Set exercise:
Quote every line below exactly as it reads.

[Stored records]
- - -
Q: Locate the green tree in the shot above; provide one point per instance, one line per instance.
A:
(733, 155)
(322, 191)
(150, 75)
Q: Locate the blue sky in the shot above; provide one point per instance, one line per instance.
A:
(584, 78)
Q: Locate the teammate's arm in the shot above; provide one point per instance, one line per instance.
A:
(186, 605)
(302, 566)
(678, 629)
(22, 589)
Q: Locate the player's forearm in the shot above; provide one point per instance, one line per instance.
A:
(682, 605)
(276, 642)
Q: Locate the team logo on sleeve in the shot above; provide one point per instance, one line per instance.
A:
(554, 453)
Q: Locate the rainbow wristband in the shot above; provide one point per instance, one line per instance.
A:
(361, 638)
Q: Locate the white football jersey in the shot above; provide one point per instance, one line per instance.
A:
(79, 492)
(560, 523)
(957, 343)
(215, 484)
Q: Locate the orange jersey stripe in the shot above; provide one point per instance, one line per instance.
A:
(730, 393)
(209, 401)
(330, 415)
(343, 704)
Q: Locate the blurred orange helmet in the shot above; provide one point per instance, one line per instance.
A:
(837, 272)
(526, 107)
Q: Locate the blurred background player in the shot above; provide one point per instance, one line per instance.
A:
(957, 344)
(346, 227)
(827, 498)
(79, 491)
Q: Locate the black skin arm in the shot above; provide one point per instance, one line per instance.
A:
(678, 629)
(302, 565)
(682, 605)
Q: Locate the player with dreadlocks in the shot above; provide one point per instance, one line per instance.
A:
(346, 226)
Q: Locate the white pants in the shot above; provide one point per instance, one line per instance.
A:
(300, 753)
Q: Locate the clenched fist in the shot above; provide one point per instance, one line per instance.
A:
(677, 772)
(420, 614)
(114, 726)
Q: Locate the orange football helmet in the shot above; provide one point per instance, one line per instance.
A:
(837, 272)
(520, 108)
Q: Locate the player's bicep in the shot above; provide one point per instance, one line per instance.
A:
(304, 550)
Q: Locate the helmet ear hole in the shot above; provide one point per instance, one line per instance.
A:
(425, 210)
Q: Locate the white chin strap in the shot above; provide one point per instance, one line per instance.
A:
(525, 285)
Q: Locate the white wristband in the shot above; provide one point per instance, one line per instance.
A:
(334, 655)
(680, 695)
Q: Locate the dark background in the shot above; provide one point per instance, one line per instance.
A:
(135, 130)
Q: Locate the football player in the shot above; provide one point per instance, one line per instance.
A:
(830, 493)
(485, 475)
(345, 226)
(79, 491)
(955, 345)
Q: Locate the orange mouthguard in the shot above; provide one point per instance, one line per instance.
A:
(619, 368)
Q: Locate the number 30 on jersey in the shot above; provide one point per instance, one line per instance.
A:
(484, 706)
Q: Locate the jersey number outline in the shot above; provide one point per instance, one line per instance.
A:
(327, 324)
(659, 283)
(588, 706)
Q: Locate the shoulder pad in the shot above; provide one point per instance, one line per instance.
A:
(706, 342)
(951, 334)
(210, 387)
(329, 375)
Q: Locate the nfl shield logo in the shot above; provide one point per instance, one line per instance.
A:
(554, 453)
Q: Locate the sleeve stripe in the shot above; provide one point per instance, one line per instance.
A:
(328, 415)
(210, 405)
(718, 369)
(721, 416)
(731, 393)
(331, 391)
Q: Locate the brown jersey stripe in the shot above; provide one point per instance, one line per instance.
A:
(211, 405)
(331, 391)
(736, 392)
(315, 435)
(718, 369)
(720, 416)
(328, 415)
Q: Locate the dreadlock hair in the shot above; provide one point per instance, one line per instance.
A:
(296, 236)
- - -
Expected output:
Q: Locate the green tree in the shot above; provide one point per instance, one line per instance.
A:
(733, 155)
(322, 191)
(150, 75)
Q: Locate the blue sky in the shot above; provide one point per instance, one line per instance.
A:
(584, 78)
Q: Locate the teammate's arm in the shot above; provide one point per instance, one line per instance.
A:
(186, 605)
(302, 566)
(678, 629)
(22, 589)
Q: Locate the player's forearm in the shot above; provide one point per instance, one line per instance.
A:
(682, 605)
(276, 642)
Q: Locate the team logo on sleeve in the shot above; provide one point per instance, one line per instance.
A:
(554, 453)
Q: Locate the rainbow wristband in the shot above; provide one point per instance, one line per instance.
A:
(361, 638)
Q: Locate the white football jersey in the shot above; provide one point per instance, one line per instance.
A:
(79, 492)
(560, 523)
(957, 343)
(215, 484)
Q: Locate the orange jersey stripe in the shot above; provide one point per instance, one line per instance.
A:
(730, 393)
(209, 401)
(330, 415)
(343, 704)
Q: Locate the blurred orange helmet in the shot above; provide one point per instance, one line per instance.
A:
(837, 272)
(526, 107)
Q: Locate the blurred background player in the shot above; provide one point per instance, one line per instance.
A:
(957, 344)
(346, 227)
(827, 498)
(79, 491)
Q: Locate the black skin arm in the shot above; provide one point per instance, one line per instance.
A:
(678, 629)
(302, 565)
(682, 605)
Q: Locate the player with dreadlocks in the shot above; provide one point per instance, one line per instance.
A:
(346, 226)
Q: Locate the white pants in the shot above; provide one point per instance, one line per instance.
A:
(300, 753)
Q: Locate the clenched fist in the shot above; provide one point per instance, one line per instance.
A:
(677, 772)
(420, 614)
(114, 726)
Q: Locate the orange football helmet in the shot above; provide one point per instance, one line per instance.
A:
(837, 272)
(520, 108)
Q: Locate the player's bicep in the shot above; provide one point per instance, one line per instance.
A:
(304, 550)
Q: Locate the helmet ear hole in the shot above; provide one point per instance, one line per instance.
A:
(425, 210)
Q: Locate the white chin strap in the shot above; provide one point per instance, one line per instance.
A:
(525, 285)
Q: Locate the white wristband in the shot above; provide one point per instance, one line per instance.
A:
(334, 655)
(680, 695)
Q: Locate the dark background in the shot above; provide one point per instance, one line per instance.
A:
(135, 130)
Q: Locate the football player in the shot above; provide one point per instance, one line per instance.
A:
(830, 493)
(485, 475)
(345, 226)
(79, 491)
(955, 345)
Q: Locate the orange mouthguard in the shot above; provide one point per instance, one line per instance.
A:
(619, 368)
Q: Locate the number 30 on jersey in the shot above; provide one point per instance, one line per instance.
A:
(484, 706)
Q: Locate the jersey number outline in the shot above; provide one point per instance, one line per instance.
A:
(327, 324)
(659, 283)
(588, 706)
Q: Locate the shoulder pad in the shot above; provide one point per instance, one line per instance.
A:
(706, 342)
(951, 334)
(210, 387)
(329, 375)
Q: Locate the nfl shield logo in the shot above; provide one point per instance, one line per instance.
A:
(554, 453)
Q: Locate the sleeve stripe in the shot above; provide one point per instance, one line per instance.
A:
(328, 415)
(210, 405)
(718, 369)
(721, 416)
(731, 393)
(331, 391)
Q: Locate the brown jersey stripe in the shot above; provide one point per instance, one line per instance.
A:
(211, 405)
(331, 391)
(736, 392)
(315, 435)
(718, 369)
(720, 416)
(328, 415)
Q: Locate the dreadlock hair in the shot above; provide one point per instance, one line per instance.
A:
(296, 236)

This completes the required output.